-- begin --

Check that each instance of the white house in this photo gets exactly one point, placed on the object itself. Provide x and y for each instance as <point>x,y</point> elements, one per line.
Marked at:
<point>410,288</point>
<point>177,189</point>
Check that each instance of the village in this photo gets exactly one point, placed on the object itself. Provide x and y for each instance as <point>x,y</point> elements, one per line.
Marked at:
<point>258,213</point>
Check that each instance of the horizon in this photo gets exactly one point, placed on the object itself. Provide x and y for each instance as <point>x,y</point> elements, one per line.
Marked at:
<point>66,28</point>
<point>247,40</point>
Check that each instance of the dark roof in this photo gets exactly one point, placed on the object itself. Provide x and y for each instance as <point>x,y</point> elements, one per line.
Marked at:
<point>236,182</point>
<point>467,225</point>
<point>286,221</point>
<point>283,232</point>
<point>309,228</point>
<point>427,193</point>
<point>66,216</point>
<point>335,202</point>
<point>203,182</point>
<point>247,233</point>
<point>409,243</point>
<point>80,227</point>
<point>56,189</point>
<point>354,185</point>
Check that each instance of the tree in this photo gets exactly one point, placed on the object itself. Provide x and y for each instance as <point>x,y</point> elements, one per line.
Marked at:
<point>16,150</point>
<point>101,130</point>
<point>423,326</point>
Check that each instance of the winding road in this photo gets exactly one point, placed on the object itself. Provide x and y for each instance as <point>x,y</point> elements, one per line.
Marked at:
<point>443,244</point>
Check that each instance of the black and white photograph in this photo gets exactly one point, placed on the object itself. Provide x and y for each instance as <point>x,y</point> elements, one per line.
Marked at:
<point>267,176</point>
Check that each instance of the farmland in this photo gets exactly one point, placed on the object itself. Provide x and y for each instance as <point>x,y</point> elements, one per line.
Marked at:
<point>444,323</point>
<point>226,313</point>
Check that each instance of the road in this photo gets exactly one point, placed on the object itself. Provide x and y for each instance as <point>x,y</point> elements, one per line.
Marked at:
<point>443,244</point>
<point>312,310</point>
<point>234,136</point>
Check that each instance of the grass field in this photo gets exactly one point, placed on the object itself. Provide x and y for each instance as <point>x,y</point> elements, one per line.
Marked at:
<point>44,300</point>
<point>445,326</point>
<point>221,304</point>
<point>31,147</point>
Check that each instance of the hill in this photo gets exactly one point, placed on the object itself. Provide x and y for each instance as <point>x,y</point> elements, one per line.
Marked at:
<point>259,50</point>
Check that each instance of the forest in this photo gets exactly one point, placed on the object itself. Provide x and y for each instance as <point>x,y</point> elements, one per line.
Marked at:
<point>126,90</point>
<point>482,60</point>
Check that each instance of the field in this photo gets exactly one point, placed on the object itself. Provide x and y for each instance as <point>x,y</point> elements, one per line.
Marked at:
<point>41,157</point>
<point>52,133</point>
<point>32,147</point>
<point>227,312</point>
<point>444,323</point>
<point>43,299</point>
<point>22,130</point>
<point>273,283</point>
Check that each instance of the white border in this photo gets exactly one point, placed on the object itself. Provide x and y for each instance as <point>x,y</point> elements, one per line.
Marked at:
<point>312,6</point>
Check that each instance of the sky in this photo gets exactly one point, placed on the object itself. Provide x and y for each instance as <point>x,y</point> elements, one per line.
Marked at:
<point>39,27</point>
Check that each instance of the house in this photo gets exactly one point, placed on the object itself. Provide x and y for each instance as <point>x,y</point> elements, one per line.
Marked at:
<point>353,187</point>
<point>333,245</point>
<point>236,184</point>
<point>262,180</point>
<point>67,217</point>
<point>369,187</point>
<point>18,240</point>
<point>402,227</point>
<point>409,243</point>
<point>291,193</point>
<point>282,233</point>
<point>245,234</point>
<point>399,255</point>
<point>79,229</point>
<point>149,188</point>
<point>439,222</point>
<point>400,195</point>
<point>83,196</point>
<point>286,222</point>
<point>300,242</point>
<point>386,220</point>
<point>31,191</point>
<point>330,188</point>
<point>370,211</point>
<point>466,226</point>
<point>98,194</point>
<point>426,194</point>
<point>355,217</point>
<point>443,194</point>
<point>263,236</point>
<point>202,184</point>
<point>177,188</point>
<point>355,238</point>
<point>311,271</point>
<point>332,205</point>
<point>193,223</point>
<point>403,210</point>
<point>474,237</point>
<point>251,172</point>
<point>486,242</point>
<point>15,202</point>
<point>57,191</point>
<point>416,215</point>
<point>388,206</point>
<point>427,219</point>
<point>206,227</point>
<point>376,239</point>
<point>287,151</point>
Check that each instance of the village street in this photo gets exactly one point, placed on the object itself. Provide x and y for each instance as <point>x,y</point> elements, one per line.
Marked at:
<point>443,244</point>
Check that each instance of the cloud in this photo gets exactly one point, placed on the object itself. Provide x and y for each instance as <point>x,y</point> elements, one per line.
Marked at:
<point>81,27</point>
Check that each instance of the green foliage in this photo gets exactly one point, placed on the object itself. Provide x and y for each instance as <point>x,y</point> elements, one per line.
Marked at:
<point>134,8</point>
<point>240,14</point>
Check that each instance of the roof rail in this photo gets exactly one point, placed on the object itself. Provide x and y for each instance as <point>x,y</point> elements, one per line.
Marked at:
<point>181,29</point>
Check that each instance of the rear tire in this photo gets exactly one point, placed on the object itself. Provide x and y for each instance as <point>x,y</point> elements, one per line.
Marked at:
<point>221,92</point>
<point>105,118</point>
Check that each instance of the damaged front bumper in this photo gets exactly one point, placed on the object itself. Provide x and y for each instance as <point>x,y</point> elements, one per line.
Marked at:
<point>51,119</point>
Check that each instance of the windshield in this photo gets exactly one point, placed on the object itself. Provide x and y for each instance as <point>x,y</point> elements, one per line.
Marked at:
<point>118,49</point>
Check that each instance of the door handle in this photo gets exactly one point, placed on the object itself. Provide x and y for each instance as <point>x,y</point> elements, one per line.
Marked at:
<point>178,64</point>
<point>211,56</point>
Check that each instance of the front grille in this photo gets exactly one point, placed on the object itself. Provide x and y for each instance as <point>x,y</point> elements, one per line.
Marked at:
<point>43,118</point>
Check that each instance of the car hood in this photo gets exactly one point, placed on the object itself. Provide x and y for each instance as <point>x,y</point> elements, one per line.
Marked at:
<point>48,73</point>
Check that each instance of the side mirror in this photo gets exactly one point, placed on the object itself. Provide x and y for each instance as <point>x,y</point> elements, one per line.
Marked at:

-- end --

What you will do —
Rewrite the records from the line containing "Check that each instance of the farmland" through the line containing "<point>226,313</point>", putting "field" in place of "farmland" and leaving everything else the same.

Correct response —
Check that each instance of the field in this photo gets exactly one point, placed on the object itself. Provide x and y for each instance as <point>x,y</point> elements, one per line.
Marked at:
<point>444,323</point>
<point>226,313</point>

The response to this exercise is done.